▸ **ACTIVITY**
Without the images, repeat every line of the listing verbatim.

▸ **DATASET EXCERPTS**
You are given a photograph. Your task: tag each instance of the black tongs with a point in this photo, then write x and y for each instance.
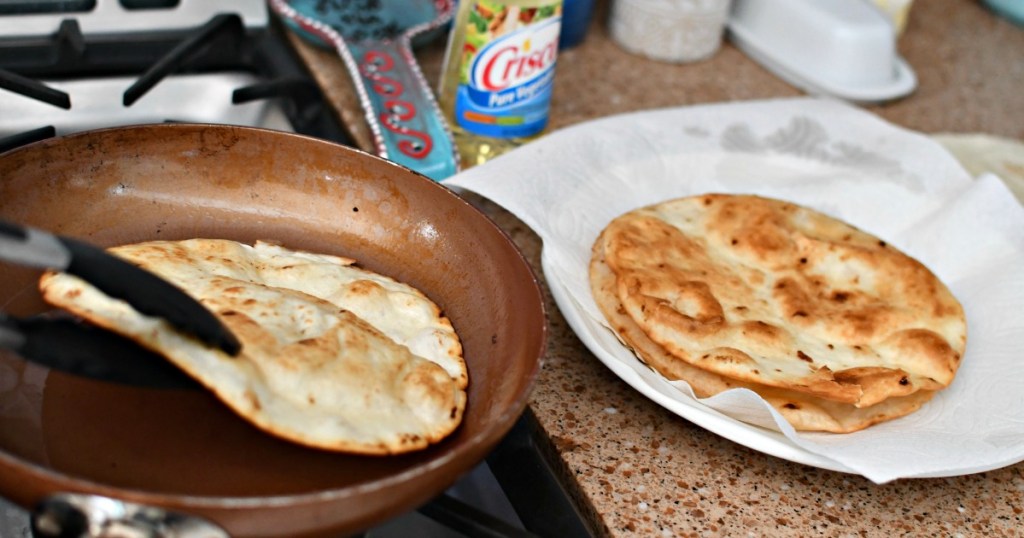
(147, 293)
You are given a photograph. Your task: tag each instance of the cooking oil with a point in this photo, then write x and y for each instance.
(498, 74)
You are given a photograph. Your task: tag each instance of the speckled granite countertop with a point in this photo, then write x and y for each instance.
(636, 469)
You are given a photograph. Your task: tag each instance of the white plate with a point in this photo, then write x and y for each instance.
(599, 339)
(894, 183)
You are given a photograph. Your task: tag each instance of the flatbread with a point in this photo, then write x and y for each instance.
(803, 412)
(334, 357)
(771, 293)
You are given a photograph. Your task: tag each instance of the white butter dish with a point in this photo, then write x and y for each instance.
(842, 48)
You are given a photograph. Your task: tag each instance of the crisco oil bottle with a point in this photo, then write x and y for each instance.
(498, 74)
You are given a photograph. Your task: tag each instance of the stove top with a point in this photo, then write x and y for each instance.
(69, 66)
(66, 68)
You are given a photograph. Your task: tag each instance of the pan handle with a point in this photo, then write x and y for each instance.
(94, 515)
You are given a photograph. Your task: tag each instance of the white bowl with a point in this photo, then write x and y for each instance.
(843, 48)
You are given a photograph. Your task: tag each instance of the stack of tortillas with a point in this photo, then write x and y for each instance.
(835, 328)
(333, 357)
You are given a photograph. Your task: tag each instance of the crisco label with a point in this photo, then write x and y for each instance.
(507, 69)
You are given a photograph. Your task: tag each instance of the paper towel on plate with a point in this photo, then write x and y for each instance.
(838, 159)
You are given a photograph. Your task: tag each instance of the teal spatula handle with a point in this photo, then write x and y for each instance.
(399, 107)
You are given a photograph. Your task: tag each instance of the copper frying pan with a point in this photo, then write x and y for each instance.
(180, 449)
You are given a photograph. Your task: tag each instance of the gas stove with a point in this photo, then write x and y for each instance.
(74, 66)
(69, 66)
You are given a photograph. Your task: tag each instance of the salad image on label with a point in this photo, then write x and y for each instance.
(499, 73)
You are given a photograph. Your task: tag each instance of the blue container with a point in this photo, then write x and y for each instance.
(576, 21)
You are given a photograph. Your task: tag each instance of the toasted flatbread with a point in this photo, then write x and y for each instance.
(771, 293)
(334, 357)
(802, 411)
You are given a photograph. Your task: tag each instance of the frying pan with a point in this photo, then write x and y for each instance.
(180, 449)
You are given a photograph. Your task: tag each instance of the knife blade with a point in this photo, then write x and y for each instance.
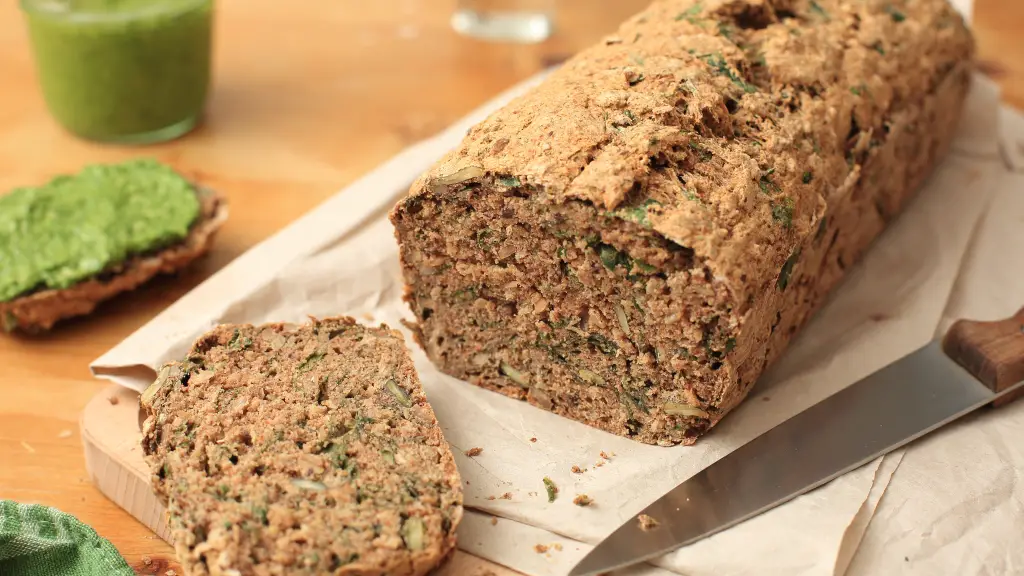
(976, 364)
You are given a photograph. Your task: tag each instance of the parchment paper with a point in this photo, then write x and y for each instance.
(341, 258)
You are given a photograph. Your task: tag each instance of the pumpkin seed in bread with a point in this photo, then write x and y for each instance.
(301, 450)
(82, 239)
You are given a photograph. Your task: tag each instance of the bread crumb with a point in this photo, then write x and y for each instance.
(583, 500)
(646, 523)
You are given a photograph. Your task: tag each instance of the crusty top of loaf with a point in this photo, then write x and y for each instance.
(301, 449)
(728, 124)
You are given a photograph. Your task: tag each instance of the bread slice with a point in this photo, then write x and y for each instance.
(38, 312)
(301, 450)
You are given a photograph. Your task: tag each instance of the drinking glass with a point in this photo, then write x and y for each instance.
(505, 21)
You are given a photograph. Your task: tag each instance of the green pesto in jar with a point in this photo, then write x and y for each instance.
(76, 227)
(128, 71)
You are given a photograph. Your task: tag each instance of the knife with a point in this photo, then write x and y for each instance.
(976, 364)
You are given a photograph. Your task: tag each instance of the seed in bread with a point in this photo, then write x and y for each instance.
(301, 450)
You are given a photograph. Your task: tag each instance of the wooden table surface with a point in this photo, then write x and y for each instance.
(304, 101)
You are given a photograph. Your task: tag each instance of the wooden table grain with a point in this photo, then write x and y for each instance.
(305, 99)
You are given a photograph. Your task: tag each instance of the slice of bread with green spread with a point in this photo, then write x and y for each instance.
(301, 450)
(79, 240)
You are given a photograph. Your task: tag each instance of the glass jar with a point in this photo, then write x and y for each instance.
(123, 71)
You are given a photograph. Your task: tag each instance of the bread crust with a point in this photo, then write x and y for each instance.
(40, 311)
(632, 243)
(301, 450)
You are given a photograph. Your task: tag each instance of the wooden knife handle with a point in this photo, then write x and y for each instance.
(992, 352)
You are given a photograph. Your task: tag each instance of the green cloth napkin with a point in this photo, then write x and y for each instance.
(37, 540)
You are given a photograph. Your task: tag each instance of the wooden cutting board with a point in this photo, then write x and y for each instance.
(110, 427)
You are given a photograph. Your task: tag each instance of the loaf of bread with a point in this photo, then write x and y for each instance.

▸ **OUTPUT OF THE TASK**
You are given a photograph. Your task: tag each instance of the black tongs with a point in this photo, then write x and y for each instance.
(147, 293)
You are given a photograph. Your task: tag each instance of the cooking oil with a point in this photo, then write x and y for each instance.
(498, 74)
You are given a photograph. Your task: tag each instance of the speckled granite countertop with a point in this photo, then write x and y for each instance.
(636, 469)
You are given a photograph. Your task: tag each instance of the white plate with a point in this photo, then write x and y for each instance.
(599, 339)
(894, 183)
You are given a photograph. Your task: tag each instance of the flatbread with a point in this photo, then write x and y for each instance.
(803, 412)
(334, 357)
(771, 293)
You are given a photograph. Your task: tag each instance of the white butter dish with a point in this photo, then write x and y for each instance.
(842, 48)
You are given a photograph. Your task: tag each instance of the crisco oil bottle with a point in this photo, then write x and y for each instance.
(498, 74)
You are given a photograph. Your task: tag each instance of the stove top with a point in this photo, then write x and y for each instance.
(69, 66)
(66, 68)
You are given a photograph. Your task: tag each instance of the pan handle with a point in this photo, then write x and y for each instance.
(94, 515)
You are given a photograph. Your task: tag each instance of the white bowl with a point in this photo, then write x and y for each instance.
(843, 48)
You are given a photograph. Your task: tag each instance of the stack of tortillas with a point in this photo, then write x and y for each instance.
(835, 328)
(333, 357)
You are given a photograph. Your task: tag each instance of the crisco label with a point in this photo, then write x and y for each instance.
(507, 69)
You are given a photograph. Your task: tag each instance of the paper towel on plate with a point in this photo, then write x and y for each instance.
(838, 159)
You are given a photograph. Your task: tag each instance of the teal spatula handle with a point in this photo, then write x and y for each instance.
(399, 107)
You are given a photograph. Your task: tag each instance of the copper frying pan with a point in this photo, then write x and y for each instance.
(180, 449)
You are given a photograph. Your task: tag each instance of the gas stove with a point in this photo, then write x and y for each instance.
(74, 66)
(69, 66)
You are given a photograph. Your task: tag each instance of the salad image on label with a point in this photo, then write x and y for each instance.
(499, 73)
You are given a photograph. Your task: tag each instance of the blue container with a point in this photo, then write x and y for each instance.
(576, 21)
You are given a photograph. Your task: tag each instance of the toasted flatbread with a point in this photo, then write x and y for each instance.
(771, 293)
(334, 357)
(802, 411)
You are given a photograph. Your task: tag each instance of the frying pan with a point in this photo, then write x and y for each instance.
(180, 449)
You are given a photograph. Your task: tag each instance of the knife blade with a point in this photo, then write x and y for each instance.
(976, 364)
You are given a photograph. Your task: tag each instance of the parchment paper with a point in this photo, then write x and y for each instance.
(341, 258)
You are given a photograph. Your task: tag each instance of the pumpkin seed in bread with a point in this photo, then write x and y for each instance.
(301, 450)
(82, 239)
You are given a photograph. Your task: tag each instance of the bread crumb with a point in this photo, then write x and y for each instance.
(583, 500)
(646, 523)
You are given a photograph. Your task: tag each instance of the crusty top of loaf with a point in this photo, then write x and y for each instance.
(301, 449)
(728, 124)
You are given a photograph. Your task: tag each instance of the bread slice with a point in this photo, then write x and y for each instance.
(38, 312)
(301, 450)
You are given a photograph. Your task: tag each instance of the drinking glass with a point in this photo, then write x and y for each instance.
(505, 21)
You are given a photograph. Your task: tag each instance of the green pesto in jar with a point in this photo, then write x and y for each instance.
(76, 227)
(128, 71)
You are given a photograph. Your task: tag each instance of the knife with a point in this photo, then write x and y for each instance.
(976, 364)
You are given a photograph. Your task: tag each instance of the seed in bread with a point in this photo, then write x and y for each instance.
(301, 450)
You are given a photograph. Your task: tag each instance of the wooden table surface with a point in this photo, then write x and y for each instance.
(304, 101)
You are given a photograph. Your task: tag each instance of the wooden table grain with a point in this photo, then write x and y for each instance.
(305, 99)
You are given a photograph. Your task: tag each instance of the slice of bread with green spread with a point in this photo, then write x and y for each instance.
(301, 450)
(79, 240)
You are given a photograph. Your task: tag each instance of the glass jar with a point in this photo, then write x and y for each instance.
(123, 71)
You are given a photograph. Your task: tag each instance of the bread crust with a point in this photo, then write x and y for each instance.
(40, 311)
(632, 243)
(301, 450)
You are given a photograph. Your task: tag each instance of the wooden knife handle with a point in this photo, then write x and y for each instance.
(992, 352)
You are given a photograph. Your task: tag each instance of the green cloth napkin with a point in this photo, then write x and y for each instance.
(37, 540)
You are given a photograph. Your task: tag each instance of the wooden cutting board with a point in this photo, then write x and y for each instance.
(110, 427)
You are given a photograph. Your task: tag each instance of the loaf of bread with a point in this photo, then write x and y for each instance.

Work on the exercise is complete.